Using the listing below, return every line that includes "snow".

+ + +

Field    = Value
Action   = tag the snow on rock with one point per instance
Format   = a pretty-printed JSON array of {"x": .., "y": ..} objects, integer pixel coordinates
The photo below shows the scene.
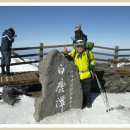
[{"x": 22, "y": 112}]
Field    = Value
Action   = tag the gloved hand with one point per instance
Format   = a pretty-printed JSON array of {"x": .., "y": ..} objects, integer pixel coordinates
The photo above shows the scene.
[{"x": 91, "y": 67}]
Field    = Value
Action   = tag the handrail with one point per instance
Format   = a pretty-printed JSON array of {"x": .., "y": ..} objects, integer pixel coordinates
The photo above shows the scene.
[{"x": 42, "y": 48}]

+ + +

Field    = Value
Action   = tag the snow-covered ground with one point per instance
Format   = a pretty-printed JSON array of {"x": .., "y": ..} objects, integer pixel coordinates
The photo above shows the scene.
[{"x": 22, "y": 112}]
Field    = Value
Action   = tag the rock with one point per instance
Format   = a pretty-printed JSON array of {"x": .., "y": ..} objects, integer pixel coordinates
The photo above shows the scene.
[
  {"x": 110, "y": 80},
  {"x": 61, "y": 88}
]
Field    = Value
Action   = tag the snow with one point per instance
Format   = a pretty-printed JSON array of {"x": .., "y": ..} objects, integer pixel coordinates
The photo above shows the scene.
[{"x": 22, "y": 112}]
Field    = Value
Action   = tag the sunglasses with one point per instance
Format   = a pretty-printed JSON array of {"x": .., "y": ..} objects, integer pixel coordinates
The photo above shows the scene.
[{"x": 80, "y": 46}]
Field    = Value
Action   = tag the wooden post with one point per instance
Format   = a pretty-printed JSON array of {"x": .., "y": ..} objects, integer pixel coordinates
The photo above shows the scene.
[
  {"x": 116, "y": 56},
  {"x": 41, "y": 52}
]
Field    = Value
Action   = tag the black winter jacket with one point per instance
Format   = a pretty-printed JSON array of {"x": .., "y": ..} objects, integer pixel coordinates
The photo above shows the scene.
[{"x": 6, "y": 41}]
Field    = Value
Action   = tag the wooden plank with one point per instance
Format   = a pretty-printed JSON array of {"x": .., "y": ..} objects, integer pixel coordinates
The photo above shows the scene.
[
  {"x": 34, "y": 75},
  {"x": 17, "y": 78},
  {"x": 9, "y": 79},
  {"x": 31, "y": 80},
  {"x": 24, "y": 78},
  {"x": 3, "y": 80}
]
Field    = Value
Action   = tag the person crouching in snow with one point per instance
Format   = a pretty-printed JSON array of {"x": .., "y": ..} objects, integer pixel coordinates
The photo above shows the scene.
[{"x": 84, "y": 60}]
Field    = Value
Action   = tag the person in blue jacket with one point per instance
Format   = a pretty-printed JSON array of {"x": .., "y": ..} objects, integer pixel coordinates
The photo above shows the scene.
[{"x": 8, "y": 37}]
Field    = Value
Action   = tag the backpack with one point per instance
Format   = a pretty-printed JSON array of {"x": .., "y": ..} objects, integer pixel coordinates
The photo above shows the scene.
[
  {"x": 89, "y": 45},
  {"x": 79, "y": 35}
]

+ + +

- Output below
Action   = tag the snow on rock with one point per instance
Action   = tag the snow-covered ground with one point per instance
Action   = tag the snow with one point per instance
Action   = tag the person crouching in snow with one point per instance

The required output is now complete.